--- Start ---
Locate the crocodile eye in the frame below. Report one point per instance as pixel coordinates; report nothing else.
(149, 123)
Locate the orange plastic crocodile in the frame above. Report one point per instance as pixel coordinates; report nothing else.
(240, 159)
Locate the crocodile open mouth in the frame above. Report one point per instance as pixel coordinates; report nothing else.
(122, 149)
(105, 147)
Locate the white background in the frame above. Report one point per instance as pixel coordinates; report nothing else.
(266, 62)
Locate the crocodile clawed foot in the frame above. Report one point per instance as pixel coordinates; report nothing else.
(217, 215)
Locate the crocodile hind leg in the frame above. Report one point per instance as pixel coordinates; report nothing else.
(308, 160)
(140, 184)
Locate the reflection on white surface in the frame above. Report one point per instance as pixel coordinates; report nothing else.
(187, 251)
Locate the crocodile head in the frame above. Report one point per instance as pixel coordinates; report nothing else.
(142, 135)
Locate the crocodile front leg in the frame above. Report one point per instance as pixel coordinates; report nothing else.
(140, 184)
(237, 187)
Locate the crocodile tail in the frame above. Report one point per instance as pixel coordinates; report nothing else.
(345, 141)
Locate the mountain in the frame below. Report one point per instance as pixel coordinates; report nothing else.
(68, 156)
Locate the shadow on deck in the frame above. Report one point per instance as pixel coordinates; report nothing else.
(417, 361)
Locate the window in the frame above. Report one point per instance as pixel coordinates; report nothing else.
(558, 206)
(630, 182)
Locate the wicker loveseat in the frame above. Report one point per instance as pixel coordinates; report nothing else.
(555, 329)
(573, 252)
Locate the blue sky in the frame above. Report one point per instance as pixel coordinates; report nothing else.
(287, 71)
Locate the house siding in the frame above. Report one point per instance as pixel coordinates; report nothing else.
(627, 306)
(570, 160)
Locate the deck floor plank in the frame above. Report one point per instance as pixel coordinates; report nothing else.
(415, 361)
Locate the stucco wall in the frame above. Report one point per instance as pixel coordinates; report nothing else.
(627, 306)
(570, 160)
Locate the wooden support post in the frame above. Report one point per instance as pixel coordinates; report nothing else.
--- End ---
--- Start ---
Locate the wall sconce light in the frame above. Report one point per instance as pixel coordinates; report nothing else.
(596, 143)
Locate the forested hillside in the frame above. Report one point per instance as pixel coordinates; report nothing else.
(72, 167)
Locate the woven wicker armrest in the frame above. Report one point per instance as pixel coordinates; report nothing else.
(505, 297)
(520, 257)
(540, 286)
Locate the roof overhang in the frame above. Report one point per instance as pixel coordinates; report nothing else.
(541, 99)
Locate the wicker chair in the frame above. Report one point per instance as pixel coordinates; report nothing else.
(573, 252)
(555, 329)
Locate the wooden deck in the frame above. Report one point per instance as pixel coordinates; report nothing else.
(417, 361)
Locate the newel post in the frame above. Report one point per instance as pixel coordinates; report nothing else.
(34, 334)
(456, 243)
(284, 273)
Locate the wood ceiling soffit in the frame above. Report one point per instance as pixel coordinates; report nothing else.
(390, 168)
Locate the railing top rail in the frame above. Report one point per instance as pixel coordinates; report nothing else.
--- End ---
--- Start ---
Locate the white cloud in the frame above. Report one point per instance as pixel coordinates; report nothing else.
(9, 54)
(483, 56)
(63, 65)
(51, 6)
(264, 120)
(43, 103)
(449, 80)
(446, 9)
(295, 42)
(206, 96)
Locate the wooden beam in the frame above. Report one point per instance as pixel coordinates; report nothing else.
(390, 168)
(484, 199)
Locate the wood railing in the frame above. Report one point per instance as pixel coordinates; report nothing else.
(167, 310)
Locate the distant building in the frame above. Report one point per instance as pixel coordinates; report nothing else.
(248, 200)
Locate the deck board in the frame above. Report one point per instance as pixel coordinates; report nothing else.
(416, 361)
--- End ---
Could you put the lines starting with the one that contains "Locate the crocodile tail" and going on through the one that contains "Locate the wooden support", both included, into a JSON list of strings, one string per line, with blank lines left out?

Completed exercise:
[
  "Locate the crocodile tail in the frame above. Report one point per instance as pixel coordinates; report nothing else.",
  "(345, 141)",
  "Locate the mountain in the frame below. Report one point per instance as pixel coordinates; report nothing else.",
  "(68, 156)",
  "Locate the shadow on deck in the frame above. Report one point per instance as pixel coordinates; report nothing else.",
  "(417, 361)",
  "Locate the window in the frame above. Report one point per instance as pixel coordinates; report nothing else.",
  "(558, 206)",
  "(630, 182)",
  "Locate the wicker loveseat in the frame above. Report one point per instance as pixel coordinates; report nothing else.",
  "(555, 329)",
  "(573, 252)",
  "Locate the blue sky in the frame above. Report one point per instance as pixel coordinates; report nothing else.",
  "(287, 71)",
  "Locate the house siding in the frame above. Report one point per instance as pixel coordinates; report nothing else.",
  "(627, 306)",
  "(570, 160)",
  "Locate the deck floor plank in the frame above. Report one point per instance as pixel coordinates; report nothing else.",
  "(415, 361)",
  "Locate the stucco wall in the frame above. Report one point per instance as pixel coordinates; report nothing else.",
  "(627, 306)",
  "(570, 160)",
  "Locate the wooden support post in the frame above. Report one point per instance as pixel coordinates; report nothing else."
]